[Stored entries]
_ _ _ _ _ _ _

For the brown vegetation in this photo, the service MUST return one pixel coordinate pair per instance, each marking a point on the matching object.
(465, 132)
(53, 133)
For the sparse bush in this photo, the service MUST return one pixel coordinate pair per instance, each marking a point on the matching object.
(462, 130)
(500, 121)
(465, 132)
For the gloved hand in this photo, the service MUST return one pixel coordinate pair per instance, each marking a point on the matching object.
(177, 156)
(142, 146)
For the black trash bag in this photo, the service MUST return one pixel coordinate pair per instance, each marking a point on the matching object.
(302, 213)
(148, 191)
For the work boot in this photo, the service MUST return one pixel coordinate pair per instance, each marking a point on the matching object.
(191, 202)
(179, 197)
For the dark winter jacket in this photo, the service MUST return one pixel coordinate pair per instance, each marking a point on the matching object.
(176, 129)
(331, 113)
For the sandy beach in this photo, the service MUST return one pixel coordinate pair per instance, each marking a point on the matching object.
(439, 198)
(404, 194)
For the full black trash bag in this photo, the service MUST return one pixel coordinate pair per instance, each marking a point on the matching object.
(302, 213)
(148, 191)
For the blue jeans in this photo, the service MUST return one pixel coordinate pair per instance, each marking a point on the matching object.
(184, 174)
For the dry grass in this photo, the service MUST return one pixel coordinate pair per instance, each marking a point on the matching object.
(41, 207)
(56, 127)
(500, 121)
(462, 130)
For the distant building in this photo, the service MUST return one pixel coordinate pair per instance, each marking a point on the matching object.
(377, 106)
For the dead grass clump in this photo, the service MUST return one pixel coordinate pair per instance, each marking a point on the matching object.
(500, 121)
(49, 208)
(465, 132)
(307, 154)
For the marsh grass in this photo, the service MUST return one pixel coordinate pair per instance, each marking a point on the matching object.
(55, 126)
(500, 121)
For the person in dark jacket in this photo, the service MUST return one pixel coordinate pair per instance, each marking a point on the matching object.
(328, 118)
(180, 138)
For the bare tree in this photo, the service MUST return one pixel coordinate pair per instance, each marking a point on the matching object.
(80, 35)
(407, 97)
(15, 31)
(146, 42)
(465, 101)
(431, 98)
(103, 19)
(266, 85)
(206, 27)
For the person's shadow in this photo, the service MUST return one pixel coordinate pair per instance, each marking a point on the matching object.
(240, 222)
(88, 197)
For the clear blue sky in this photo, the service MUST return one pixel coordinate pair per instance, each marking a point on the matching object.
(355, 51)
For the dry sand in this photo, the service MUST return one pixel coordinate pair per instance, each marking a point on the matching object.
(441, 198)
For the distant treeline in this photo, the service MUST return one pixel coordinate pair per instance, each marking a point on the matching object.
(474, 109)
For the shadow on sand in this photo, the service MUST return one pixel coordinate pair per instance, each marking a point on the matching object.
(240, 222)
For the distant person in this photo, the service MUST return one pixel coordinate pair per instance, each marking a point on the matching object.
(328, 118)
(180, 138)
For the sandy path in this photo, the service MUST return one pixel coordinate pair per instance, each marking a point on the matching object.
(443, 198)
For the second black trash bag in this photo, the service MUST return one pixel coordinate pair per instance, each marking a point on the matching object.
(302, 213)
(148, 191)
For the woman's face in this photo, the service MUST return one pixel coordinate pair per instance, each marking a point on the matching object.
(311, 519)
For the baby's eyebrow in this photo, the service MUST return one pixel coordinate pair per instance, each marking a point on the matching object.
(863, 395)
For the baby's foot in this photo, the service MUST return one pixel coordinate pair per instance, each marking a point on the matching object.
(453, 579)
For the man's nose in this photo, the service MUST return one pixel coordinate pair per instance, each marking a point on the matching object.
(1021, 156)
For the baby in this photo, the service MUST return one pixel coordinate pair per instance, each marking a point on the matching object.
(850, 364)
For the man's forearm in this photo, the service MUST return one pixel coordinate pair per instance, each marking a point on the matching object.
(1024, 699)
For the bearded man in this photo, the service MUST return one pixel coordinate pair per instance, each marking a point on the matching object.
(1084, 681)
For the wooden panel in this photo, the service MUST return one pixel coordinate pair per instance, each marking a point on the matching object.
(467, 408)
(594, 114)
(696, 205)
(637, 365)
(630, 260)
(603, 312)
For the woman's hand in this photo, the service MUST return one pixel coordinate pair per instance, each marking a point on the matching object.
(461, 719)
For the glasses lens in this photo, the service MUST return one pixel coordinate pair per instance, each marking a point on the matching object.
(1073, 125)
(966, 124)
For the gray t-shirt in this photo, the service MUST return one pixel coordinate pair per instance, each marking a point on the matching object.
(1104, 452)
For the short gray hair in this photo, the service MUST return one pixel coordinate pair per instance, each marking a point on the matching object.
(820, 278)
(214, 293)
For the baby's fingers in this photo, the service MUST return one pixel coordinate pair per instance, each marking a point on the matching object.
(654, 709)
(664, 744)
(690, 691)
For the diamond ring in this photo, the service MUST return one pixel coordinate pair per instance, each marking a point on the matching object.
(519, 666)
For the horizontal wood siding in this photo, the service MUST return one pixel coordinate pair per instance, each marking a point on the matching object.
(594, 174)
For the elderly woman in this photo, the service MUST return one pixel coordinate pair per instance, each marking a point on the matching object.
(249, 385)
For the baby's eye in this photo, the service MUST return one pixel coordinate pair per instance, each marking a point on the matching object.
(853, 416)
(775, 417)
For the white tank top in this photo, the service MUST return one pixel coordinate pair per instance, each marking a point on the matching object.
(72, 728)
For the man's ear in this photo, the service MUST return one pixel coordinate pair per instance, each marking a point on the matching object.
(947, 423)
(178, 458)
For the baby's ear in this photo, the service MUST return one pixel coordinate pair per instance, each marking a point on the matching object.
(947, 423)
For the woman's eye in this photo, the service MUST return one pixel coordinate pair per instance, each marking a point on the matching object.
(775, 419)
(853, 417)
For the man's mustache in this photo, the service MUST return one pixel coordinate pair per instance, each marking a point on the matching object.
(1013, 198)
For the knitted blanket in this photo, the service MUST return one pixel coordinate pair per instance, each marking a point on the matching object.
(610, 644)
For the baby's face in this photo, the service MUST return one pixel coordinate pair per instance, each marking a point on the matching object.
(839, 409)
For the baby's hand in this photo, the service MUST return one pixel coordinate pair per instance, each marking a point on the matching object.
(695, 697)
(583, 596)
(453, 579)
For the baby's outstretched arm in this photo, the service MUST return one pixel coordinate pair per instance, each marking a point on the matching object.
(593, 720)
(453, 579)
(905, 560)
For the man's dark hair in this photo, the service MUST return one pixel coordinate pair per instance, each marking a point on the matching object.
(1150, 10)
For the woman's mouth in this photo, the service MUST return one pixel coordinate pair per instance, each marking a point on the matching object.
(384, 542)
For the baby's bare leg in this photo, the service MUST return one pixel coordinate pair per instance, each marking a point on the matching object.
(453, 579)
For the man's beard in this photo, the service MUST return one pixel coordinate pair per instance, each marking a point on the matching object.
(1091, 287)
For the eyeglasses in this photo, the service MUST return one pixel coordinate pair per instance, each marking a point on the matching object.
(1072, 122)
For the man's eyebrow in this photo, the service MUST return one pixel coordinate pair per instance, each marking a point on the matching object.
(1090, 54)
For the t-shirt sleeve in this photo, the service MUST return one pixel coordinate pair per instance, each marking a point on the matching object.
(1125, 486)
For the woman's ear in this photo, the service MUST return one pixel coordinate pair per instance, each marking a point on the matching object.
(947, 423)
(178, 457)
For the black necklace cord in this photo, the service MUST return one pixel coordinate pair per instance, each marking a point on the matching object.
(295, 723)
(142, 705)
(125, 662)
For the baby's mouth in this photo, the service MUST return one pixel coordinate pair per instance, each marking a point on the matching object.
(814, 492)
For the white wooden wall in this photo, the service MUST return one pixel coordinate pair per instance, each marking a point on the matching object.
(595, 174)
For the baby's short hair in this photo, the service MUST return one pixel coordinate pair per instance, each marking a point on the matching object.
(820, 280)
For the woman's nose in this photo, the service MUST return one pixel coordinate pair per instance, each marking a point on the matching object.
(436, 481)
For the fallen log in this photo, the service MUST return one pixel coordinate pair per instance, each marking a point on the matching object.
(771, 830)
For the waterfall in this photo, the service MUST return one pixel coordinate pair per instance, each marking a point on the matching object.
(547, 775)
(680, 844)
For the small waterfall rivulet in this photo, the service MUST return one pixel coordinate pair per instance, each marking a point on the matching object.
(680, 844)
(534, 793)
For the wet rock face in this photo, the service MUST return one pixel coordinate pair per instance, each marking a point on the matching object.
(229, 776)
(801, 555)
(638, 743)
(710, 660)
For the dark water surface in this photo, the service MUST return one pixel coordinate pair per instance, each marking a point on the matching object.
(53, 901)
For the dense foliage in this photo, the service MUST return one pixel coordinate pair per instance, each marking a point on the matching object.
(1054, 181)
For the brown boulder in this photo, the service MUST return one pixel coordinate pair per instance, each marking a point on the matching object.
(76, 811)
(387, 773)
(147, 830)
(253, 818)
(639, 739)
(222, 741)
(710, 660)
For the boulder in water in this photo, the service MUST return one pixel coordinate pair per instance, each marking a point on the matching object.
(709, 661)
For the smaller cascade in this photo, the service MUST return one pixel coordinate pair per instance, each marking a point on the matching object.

_ _ _ _ _ _ _

WHAT THE TASK ASKS:
Rewrite the rows between the lines holding "For the short" and "(1013, 198)", inclusive, as a two-column CSV with the headers "prompt" and "points". Give one line per row, putting its text and its answer each in a single quoted field, with any line breaks changed to spaces.

TASK ANSWER:
prompt,points
"For the short gray hair in this photo, the service MUST return one pixel coordinate pair per instance, each marking a point on the matching object.","(820, 278) (214, 293)"
"For the baby's fingers in this photo, the service MUST return one pixel coordinate pair per instance, each marking a point on the matching object.","(654, 709) (664, 744) (690, 691)"
"For the diamond ring in this photo, the service MUST return one pixel coordinate pair per instance, each marking a point on the matching object.","(519, 666)"
"For the horizontal wood siding in this photo, the service MUST return one pixel coordinate pair per instance, each marking a point on the matching object.","(594, 174)"
"For the elderly woman in this photo, the service MUST return one pixel coordinate pair per instance, each marking a point on the matching object.","(249, 385)"
"For the baby's eye in this photo, the service MUST return one pixel coordinate pair per instance, each marking a point on the matching object.","(853, 416) (775, 417)"
"For the white tank top in this photo, the service MUST return one pixel coordinate pair per instance, each marking a point on the matching object.","(72, 728)"
"For the man's ear in this photo, the service MUST return one pixel coordinate pair per instance, each marking a point on the matching object.","(947, 423) (178, 458)"
"For the baby's ear in this photo, the service MUST return one pixel coordinate pair per instance, each marking a point on the matching object.","(947, 423)"
"For the woman's eye in this photo, the service MUST return one pixel coordinate pair per instance, each marking a point on the matching object.","(775, 419) (853, 417)"
"For the man's mustache in this photo, the service MUST return one pixel coordinate pair per instance, each marking a point on the matching object.","(1013, 198)"